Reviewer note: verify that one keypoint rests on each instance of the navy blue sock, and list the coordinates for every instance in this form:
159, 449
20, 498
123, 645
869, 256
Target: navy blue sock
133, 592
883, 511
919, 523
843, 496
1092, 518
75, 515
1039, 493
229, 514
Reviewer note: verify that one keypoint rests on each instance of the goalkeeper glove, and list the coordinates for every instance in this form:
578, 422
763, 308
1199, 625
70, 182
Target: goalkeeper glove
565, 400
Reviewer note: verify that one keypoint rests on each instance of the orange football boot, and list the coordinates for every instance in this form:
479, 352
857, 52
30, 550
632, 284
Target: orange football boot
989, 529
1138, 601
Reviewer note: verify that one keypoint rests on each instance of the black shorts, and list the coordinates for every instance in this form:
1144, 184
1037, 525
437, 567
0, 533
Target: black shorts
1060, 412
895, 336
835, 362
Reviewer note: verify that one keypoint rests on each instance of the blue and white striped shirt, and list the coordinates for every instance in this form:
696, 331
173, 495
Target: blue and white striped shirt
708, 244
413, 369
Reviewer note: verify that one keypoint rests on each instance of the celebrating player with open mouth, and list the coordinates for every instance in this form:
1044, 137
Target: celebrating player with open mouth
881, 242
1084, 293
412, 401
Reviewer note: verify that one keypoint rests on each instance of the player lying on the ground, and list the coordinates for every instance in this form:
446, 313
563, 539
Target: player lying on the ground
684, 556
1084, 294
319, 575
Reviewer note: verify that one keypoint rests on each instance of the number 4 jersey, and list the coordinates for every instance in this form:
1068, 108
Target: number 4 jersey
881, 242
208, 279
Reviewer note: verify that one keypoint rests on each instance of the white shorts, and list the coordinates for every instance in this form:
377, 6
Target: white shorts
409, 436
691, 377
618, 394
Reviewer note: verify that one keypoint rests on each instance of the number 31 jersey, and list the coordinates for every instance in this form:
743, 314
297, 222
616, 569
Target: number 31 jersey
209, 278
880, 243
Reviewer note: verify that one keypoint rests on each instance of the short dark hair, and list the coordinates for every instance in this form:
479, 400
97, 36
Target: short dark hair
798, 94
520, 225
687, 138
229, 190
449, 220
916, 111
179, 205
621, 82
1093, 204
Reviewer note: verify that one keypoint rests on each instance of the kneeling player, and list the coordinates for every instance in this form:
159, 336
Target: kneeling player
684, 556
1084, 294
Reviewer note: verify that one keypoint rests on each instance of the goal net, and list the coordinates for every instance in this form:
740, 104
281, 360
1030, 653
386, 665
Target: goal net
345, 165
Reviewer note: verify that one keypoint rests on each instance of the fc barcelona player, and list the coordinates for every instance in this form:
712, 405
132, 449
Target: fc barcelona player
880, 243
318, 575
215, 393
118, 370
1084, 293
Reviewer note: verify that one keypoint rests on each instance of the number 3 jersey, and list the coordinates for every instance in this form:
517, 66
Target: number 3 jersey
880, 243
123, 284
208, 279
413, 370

→ **TASK**: Write out exactly the lines starting with the one that holds "Target: goal net" and running through the last line above.

→ **RESPONSE TO THE EXERCISE**:
Target: goal net
345, 165
Reviewer note: verify that one keypoint rests on each instance of the fc barcelona player, and list the coordinates for every instance in this form:
712, 405
132, 449
Target: fc barcelona player
880, 243
318, 575
215, 393
118, 370
1084, 293
Reviewer note: verify that one keypoint rests on each instance of the number 3 jersey, and list the coordinates for every instance in this form:
517, 66
Target: number 3 jersey
880, 243
123, 284
208, 279
413, 370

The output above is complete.